* begin Supplied data *
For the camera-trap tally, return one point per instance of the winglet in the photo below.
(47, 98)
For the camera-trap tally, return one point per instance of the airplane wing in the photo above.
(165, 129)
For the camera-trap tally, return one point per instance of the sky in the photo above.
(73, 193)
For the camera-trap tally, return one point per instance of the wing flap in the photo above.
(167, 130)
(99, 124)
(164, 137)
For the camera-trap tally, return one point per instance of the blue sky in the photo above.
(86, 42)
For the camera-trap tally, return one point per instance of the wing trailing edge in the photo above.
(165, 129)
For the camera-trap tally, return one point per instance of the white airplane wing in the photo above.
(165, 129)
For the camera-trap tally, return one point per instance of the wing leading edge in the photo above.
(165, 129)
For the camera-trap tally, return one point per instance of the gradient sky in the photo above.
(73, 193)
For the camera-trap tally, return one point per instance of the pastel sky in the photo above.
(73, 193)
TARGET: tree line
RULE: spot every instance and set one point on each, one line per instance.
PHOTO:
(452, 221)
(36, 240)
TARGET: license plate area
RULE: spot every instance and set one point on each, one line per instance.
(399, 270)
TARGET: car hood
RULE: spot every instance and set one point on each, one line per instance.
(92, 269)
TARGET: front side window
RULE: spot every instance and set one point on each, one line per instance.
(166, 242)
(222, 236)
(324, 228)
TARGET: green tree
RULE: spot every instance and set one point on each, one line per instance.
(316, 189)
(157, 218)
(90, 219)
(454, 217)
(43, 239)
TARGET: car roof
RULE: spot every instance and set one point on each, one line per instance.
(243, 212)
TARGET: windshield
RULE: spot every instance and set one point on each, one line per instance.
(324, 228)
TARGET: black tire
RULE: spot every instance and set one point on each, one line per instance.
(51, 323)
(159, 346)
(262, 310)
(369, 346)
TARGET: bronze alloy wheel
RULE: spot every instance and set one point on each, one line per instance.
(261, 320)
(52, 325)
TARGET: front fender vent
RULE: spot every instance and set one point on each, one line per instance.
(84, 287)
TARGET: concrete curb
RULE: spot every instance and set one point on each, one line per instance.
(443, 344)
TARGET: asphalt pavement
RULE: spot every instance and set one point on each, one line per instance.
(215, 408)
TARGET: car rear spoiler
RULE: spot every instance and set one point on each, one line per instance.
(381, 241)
* end Supplied data *
◆ Exercise instructions: Can you convert all of the data above into a numbered list, leaving out any blank lines?

◆ Written response:
1. For the camera-trap tally, return one point per instance of the winglet in the photo below.
2. (47, 98)
3. For the camera-trap tally, return one point per instance of the airplane wing in the photo above.
4. (165, 129)
5. For the camera-trap tally, return one point per instance of the sky in the photo above.
6. (73, 193)
7. For the camera-trap tally, return one point per instance of the wing flap in the photo above.
8. (167, 130)
9. (99, 124)
10. (164, 137)
11. For the camera-trap tally, return one point per instance of the blue sky in the photo above.
12. (86, 42)
13. For the camera-trap tally, return one point per instance of the wing trailing edge in the photo above.
14. (165, 129)
15. For the camera-trap tally, return one point per instance of the white airplane wing in the photo above.
16. (165, 129)
17. For the camera-trap tally, return one point per instance of the wing leading edge in the photo above.
18. (165, 129)
19. For the camera-trap tally, return one point per instance of the gradient sky in the photo above.
20. (73, 193)
21. For the camera-trap tally, return one point per instance of the pastel sky in the photo above.
22. (73, 193)
23. TARGET: tree line
24. RULE: spot every instance and set one point on each, one line per instance.
25. PHOTO:
26. (452, 221)
27. (36, 240)
28. TARGET: license plate area
29. RULE: spot every instance and set one point on each, one line per instance.
30. (399, 270)
31. TARGET: car hood
32. RULE: spot every instance and set one point on each, one line per instance.
33. (92, 269)
34. TARGET: front side window
35. RULE: spot every instance and set one point on each, one line per instance.
36. (166, 242)
37. (222, 236)
38. (324, 228)
39. TARGET: green tree
40. RULE: spot every instance and set one point on each, one line per instance.
41. (316, 189)
42. (157, 218)
43. (90, 219)
44. (454, 217)
45. (43, 239)
46. TARGET: car roof
47. RULE: spot every instance and set one point on each, one line per instance.
48. (243, 212)
49. TARGET: windshield
50. RULE: spot every instance and set one point on each, one line per instance.
51. (324, 228)
52. TARGET: black tire
53. RULE: spot every instance and set one point on each, one line per instance.
54. (51, 323)
55. (159, 346)
56. (262, 310)
57. (369, 346)
58. TARGET: bronze alloy wheel
59. RULE: spot every instance and set one point on each, one line per instance.
60. (261, 320)
61. (52, 325)
62. TARGET: front fender vent
63. RULE: spot every instance and set one point on each, one line per instance.
64. (84, 287)
65. TARGET: concrete curb
66. RULE: spot every instance and set one point on each, one line per instance.
67. (443, 344)
68. TARGET: asphalt pavement
69. RULE: spot every instance and set one point on each, one line per instance.
70. (215, 408)
71. TARGET: car rear spoiler
72. RULE: spot every instance and set one point on each, one line per instance.
73. (381, 241)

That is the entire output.